WRITTEN EXERCISE:
Skip the images and copy each record exactly as written.

Point annotations for photos
## Start

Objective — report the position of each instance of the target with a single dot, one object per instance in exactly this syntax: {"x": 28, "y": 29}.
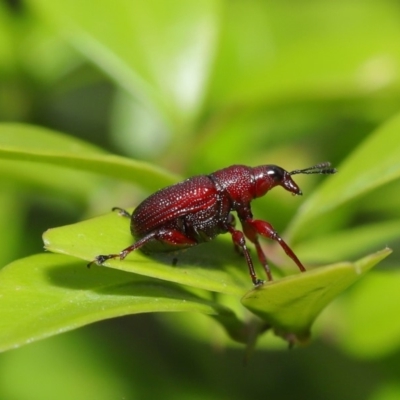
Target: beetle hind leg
{"x": 253, "y": 227}
{"x": 239, "y": 242}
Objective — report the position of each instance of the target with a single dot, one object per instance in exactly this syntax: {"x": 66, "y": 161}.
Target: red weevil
{"x": 199, "y": 209}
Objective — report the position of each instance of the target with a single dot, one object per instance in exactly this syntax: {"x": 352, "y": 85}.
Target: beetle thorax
{"x": 238, "y": 182}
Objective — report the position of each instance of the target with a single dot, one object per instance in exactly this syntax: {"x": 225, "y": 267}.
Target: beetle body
{"x": 200, "y": 208}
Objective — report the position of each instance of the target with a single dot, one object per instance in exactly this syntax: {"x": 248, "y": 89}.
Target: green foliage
{"x": 181, "y": 88}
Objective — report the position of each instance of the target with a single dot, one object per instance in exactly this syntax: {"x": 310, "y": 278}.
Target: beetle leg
{"x": 169, "y": 236}
{"x": 240, "y": 242}
{"x": 252, "y": 227}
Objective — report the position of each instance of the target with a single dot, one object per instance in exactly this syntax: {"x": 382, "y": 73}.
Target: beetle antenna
{"x": 321, "y": 168}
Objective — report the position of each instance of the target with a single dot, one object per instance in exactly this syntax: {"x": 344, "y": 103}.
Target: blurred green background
{"x": 194, "y": 86}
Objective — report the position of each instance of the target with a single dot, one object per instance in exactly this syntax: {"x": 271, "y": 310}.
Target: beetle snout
{"x": 290, "y": 185}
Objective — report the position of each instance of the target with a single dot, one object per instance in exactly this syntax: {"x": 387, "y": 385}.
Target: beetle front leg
{"x": 169, "y": 236}
{"x": 240, "y": 242}
{"x": 252, "y": 227}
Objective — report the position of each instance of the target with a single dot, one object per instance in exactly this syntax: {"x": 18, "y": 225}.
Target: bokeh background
{"x": 194, "y": 86}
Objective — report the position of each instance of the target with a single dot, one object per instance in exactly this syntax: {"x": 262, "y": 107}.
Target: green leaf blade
{"x": 203, "y": 266}
{"x": 375, "y": 163}
{"x": 19, "y": 142}
{"x": 291, "y": 304}
{"x": 48, "y": 294}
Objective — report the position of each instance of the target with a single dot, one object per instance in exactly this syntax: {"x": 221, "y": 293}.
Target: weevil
{"x": 200, "y": 208}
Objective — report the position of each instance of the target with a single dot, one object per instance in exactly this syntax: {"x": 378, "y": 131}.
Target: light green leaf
{"x": 48, "y": 294}
{"x": 370, "y": 325}
{"x": 291, "y": 304}
{"x": 374, "y": 163}
{"x": 345, "y": 244}
{"x": 33, "y": 144}
{"x": 204, "y": 266}
{"x": 161, "y": 57}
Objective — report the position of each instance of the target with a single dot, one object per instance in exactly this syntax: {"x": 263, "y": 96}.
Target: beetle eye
{"x": 276, "y": 173}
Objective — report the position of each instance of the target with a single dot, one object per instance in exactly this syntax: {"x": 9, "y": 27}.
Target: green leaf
{"x": 48, "y": 294}
{"x": 20, "y": 142}
{"x": 160, "y": 57}
{"x": 205, "y": 266}
{"x": 290, "y": 305}
{"x": 370, "y": 324}
{"x": 374, "y": 163}
{"x": 341, "y": 245}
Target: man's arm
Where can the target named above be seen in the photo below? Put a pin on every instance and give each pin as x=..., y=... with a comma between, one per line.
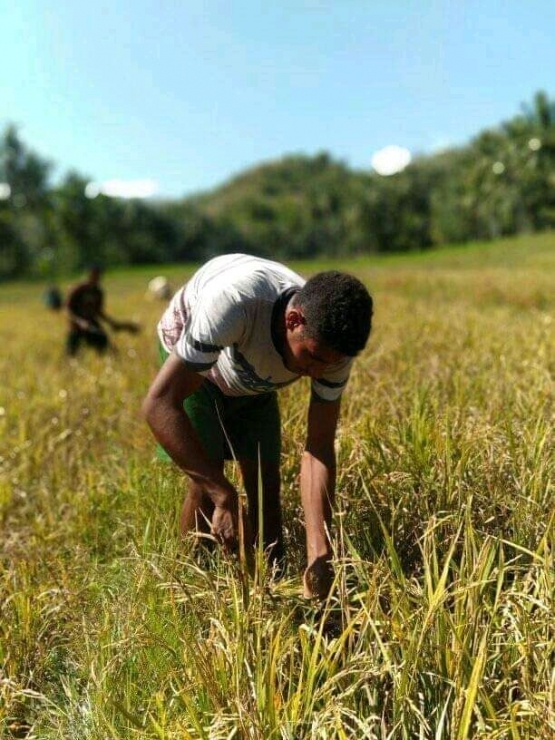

## End

RESPONSE:
Objective — report the position of each instance of the target with a single dot, one object per instance in exactly this syntax: {"x": 28, "y": 29}.
Target: beetle hind leg
{"x": 253, "y": 227}
{"x": 239, "y": 242}
Objective — report the position of each instance of the target with a single dot, one object per instance in exactly this syntax: {"x": 66, "y": 161}.
Target: red weevil
{"x": 199, "y": 209}
Objective — report the position of each instance of the target with a single dot, one object per instance in exactly this syntax: {"x": 352, "y": 85}.
Target: beetle thorax
{"x": 238, "y": 182}
Objective — report the position of each instance of the target with a single dot, one object per instance in exactly this syntax: {"x": 225, "y": 267}.
Target: beetle body
{"x": 200, "y": 208}
Objective — report the position of each instance of the target with a single dot, one object per instance in exactly this syntax: {"x": 248, "y": 89}.
Target: green foliage
{"x": 181, "y": 88}
Objective — report the position of each instance of the target with a single dot, one object per instance in exactly this syntax: {"x": 310, "y": 278}.
Target: beetle leg
{"x": 169, "y": 236}
{"x": 240, "y": 242}
{"x": 252, "y": 227}
Objective — report the position of each instance of the target with a single dot, one object per instance in exactly this syntax: {"x": 382, "y": 73}.
Target: beetle antenna
{"x": 321, "y": 168}
Objective — report the position of each instance of the target with a single dot, one object per instance in exactly this syntax: {"x": 344, "y": 103}.
Target: blurred green background
{"x": 194, "y": 86}
Objective — report the position of each instance of the target with a single dot, one object per instance in exactly this syntax: {"x": 271, "y": 310}.
Target: beetle snout
{"x": 290, "y": 185}
Objective — report the position of each instance of the target with a single dot, one object per instance in exactly this syntax: {"x": 387, "y": 385}.
Target: beetle front leg
{"x": 169, "y": 236}
{"x": 240, "y": 242}
{"x": 252, "y": 227}
Objective — report the position of each instance of the target with a single dot, one object per instance in exactly this syntax: {"x": 18, "y": 225}.
Target: bokeh background
{"x": 194, "y": 86}
Objective — report the position of each instance of the target with a single dot, one object per instance in exactly this syntax: {"x": 262, "y": 107}.
Target: green leaf blade
{"x": 203, "y": 266}
{"x": 375, "y": 163}
{"x": 19, "y": 142}
{"x": 291, "y": 304}
{"x": 48, "y": 294}
Objective — report the position of each instance of the target with a single dot, one object per instance in exactly this syntax: {"x": 221, "y": 293}.
Target: weevil
{"x": 200, "y": 208}
Objective — report the position of each instance of the target with a single dot, one object per instance in exactly this syntax: {"x": 378, "y": 131}.
Target: light green leaf
{"x": 48, "y": 294}
{"x": 370, "y": 325}
{"x": 291, "y": 304}
{"x": 374, "y": 163}
{"x": 345, "y": 244}
{"x": 33, "y": 144}
{"x": 204, "y": 266}
{"x": 161, "y": 57}
Objective — report the position of each instance of the target with a single dot, one object per instance in exactly this syntax: {"x": 263, "y": 96}.
Target: beetle eye
{"x": 276, "y": 173}
Objective — report the position of each instance of the target with a single dot, one object per instance in exactly this syntax: {"x": 9, "y": 27}.
Target: green leaf
{"x": 48, "y": 294}
{"x": 20, "y": 142}
{"x": 160, "y": 57}
{"x": 205, "y": 266}
{"x": 290, "y": 305}
{"x": 370, "y": 324}
{"x": 374, "y": 163}
{"x": 341, "y": 245}
Target: man's arm
Where can the target named above be seen in the photo below? Put a pin on every instance and give each pin as x=..., y=... with a comma between, one per line.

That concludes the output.